### 対象文章:
* * *

• 更新日 : 2024年9月3日

賞与の計算方法について徹底解説!社会保険料の算出など

給与とは別に一時金として支払われる賞与(ボーナス)の支払いには、法律による規定はなく、企業が独自に支給額や支給基準、支払回数、支払時期を決めることができます。

今回は、賞与から控除する社会保険料、所得税の算出方法や計算時の端数の扱い、賞与に関するよくある疑問点などについて見ていきます。

目次

賞与(ボーナス)とは?

賞与(ボーナス)とは、毎月の給与とは別に臨時的・一時的に支払われる、労働の対象となる賃金の総称です。会社に支払いの義務があるわけではなく、賞与支払の有無を含めて会社が任意で賞与のルールを決めることが可能なため、夏季賞与、冬季賞与、決算賞与、ボーナス、期末手当、年末一時金など、その呼び方も様々です。

賞与の種類

賞与には、従業員の勤務成績などに連動して支給する賞与や、会社の業績に連動して従業員に利益を還元する目的で支給する決算賞与もあれば、役員賞与のように定期的に支給され、支給額が確定している賞与もあります。

毎月の給与に連動して支給する賞与

基本給や資格手当・役職手当など、毎月の給与と連動して賞与を支給する会社は多いでしょう。「基本給の2ヵ月分」「基本給+役職手当の1.5ヵ月分」などと、毎月支給する基本給や手当などの固定給に会社が決定した支給率を乗じて支給するタイプが、毎月の給与に連動して支給する賞与です。

就業規則などでは、「会社の業績の低下、従業員の勤務成績や業績評価、社会情勢、その他やむを得ない事由がある場合には、支給時期を延期し、また支給しないことがある」などと規定し、支給額(支給月数)はその都度会社で決定するのが一般的です。

必ずしも一律で支給する必要はなく、毎月の給与に連動していたとしても、業績が良好な従業員には賞与を5%増額するなどと、業績によって一定率を上乗せしたり、減額したりすることも可能です。

* * *

### 課題 A:
対象文章で賞与の呼び方として挙げられているものを、すべて書き出してください。
### 課題 B:
対象文章によると、毎月の給与に連動する賞与で業績が良好な従業員に上乗せする例として、何パーセントの増額が挙げられていますか。

* * *

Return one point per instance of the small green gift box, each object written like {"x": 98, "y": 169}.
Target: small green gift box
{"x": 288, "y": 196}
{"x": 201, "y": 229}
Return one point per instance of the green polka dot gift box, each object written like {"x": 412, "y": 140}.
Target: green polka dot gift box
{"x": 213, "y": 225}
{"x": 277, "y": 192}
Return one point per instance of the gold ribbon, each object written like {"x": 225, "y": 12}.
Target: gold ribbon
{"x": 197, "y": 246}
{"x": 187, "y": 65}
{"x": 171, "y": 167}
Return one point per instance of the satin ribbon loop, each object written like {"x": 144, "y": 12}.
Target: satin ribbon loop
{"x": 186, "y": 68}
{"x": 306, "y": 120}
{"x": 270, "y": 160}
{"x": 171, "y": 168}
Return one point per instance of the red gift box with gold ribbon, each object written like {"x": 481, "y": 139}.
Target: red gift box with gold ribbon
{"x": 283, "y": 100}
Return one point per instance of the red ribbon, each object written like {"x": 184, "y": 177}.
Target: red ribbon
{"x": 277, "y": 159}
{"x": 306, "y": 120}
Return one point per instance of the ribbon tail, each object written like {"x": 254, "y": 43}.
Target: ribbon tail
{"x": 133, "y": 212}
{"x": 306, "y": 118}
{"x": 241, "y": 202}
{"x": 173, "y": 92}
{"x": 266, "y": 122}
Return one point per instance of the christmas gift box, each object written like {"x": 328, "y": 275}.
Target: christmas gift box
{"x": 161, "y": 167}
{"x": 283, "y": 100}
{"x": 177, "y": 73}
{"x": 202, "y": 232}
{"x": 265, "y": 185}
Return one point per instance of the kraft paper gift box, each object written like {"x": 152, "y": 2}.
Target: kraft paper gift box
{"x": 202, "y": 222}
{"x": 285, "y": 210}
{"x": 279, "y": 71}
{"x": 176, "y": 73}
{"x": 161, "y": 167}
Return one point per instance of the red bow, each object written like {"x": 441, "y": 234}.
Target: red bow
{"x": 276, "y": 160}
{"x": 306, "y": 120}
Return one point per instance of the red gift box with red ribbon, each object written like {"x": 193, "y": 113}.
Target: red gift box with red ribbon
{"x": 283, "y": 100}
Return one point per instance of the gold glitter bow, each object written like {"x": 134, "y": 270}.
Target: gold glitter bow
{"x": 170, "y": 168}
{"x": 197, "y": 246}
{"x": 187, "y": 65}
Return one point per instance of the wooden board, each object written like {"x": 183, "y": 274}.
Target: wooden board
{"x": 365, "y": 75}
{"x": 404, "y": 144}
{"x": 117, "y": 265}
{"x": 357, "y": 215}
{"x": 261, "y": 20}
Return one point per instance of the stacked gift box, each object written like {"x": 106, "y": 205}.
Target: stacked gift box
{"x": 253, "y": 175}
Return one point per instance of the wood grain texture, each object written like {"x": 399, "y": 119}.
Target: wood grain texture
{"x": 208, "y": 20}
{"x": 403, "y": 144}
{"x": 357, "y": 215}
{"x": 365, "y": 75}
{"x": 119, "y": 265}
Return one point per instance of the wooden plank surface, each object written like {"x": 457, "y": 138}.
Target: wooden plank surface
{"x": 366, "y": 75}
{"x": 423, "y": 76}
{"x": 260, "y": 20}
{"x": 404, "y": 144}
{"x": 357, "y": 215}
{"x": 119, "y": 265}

* * *

### 解答 A:
夏季賞与、冬季賞与、決算賞与、ボーナス、期末手当、年末一時金

### 解答 B:
5%